==== Document section ====

OP, YANBU. The idea that we should accept that nurses might not be good at their job, in the same way that any other employee might be poor, is, IMO, ridiculous.
Nurses are there for people who are at a vulnerable point in their lives. Often in pain, frightened etc. It is not acceptable for any member of a caring profession to cause further anxiety and upset with poor attitude.
I will never forget visiting my dad in hospital a few years back. The old and immobile man in the bed next to him was desperate for a bottle. He rang and rang the buzzer thingy. Despite being at the nurses station, all the nurses ignored him. Eventually, when he was almost crying, he asked me if I could fetch one of them to help him. I asked the nurses for help and do you know what they said? They told me to tell him to just 'do it in the bed and we'll clean up later'. How cruel to say that to a man who was in his 80's! but the worst thing? By the time I got back to him, the poor sod had done it because he just couldn't hold it anymore. He was still there, lying in his own piss half an hour later. I went to the nurses station and asked them if they could come to help him as by now he was distraught. And one of them turned around and told me she hadn;t completed a nursing degree to clean up somebody else's piss!

====

Activities:
• 1. Repeat the post about nurses word for word, from "OP, YANBU. The" to "with poor attitude.".
• 2. Pick up the post about nurses after its final sentence and continue it.

==== Input data ====

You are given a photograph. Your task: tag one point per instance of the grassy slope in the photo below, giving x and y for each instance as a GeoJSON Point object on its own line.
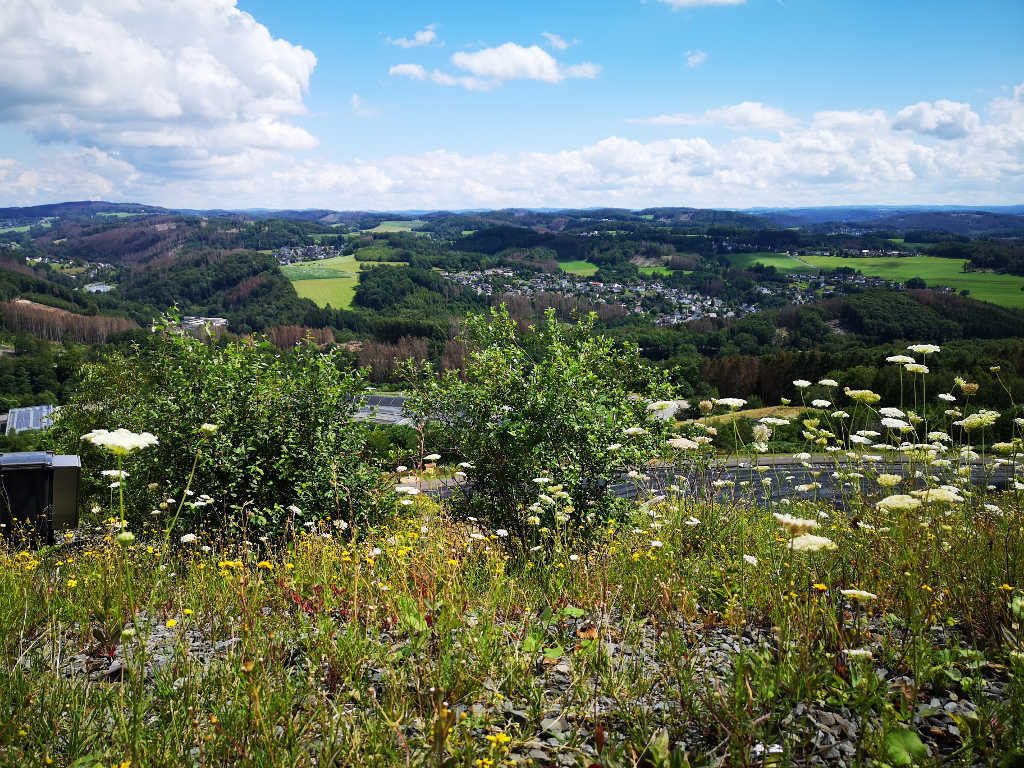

====

Answers to the exercise:
• 1.
OP, YANBU. The idea that we should accept that nurses might not be good at their job, in the same way that any other employee might be poor, is, IMO, ridiculous.
Nurses are there for people who are at a vulnerable point in their lives. Often in pain, frightened etc. It is not acceptable for any member of a caring profession to cause further anxiety and upset with poor attitude.

• 2.
They may have been tired, they may have been fed up, they may have worked a long shift that day. But that is their job. The one they chose to do. One which the dictionary defines as ; 1. A person educated and trained to care for the sick or disabled. I saw no evidence of care towards that old man. And whilst that is the worst example, I have seen many other examples of poor nurses over the last few years. And do you know what? Actually, I don't care how tired you are, how put upon you feel: If you can't show basic human compassion to a vulnerable person, young, old, whatever, then don't become a nurse.